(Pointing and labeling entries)

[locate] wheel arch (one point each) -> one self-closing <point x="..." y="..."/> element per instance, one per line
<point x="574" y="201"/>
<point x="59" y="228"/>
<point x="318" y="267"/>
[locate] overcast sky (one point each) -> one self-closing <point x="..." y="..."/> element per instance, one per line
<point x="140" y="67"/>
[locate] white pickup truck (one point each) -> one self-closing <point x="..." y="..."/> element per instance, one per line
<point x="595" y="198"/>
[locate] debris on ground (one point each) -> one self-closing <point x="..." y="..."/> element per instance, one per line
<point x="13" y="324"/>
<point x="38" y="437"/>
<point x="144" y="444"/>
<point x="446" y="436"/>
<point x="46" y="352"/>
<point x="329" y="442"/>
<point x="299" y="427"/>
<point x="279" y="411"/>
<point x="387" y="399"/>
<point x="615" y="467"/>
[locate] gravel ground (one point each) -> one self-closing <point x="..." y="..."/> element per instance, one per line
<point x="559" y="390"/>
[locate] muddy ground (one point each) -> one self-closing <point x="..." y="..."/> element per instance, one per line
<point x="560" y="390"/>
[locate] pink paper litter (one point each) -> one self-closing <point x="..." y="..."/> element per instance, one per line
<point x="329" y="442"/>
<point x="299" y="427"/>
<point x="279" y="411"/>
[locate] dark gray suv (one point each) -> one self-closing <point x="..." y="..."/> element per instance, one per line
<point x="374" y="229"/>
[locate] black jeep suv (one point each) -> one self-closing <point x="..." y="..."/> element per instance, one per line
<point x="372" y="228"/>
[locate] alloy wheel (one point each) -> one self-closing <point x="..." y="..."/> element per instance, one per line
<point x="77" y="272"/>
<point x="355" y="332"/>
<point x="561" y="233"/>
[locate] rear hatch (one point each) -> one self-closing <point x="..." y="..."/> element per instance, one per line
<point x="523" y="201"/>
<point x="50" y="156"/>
* * *
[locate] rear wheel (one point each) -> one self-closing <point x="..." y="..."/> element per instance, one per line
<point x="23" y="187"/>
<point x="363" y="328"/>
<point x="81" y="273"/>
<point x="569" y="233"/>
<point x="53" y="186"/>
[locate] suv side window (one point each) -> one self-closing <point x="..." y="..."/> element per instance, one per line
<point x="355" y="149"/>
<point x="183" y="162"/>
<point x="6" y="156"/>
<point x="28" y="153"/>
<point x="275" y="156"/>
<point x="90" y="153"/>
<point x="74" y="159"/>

» **Exercise**: List each line of the material above that contains the word "ground". Copy every such line in full.

» **Solution below**:
[locate] debris on ground (one point each) -> one self-closing <point x="..." y="..."/> element per instance, one per line
[locate] gravel ground (one point each) -> one self-closing <point x="..." y="..."/> element per instance, one per line
[locate] muddy ground (one point each) -> one self-closing <point x="..." y="..."/> element per instance, one per line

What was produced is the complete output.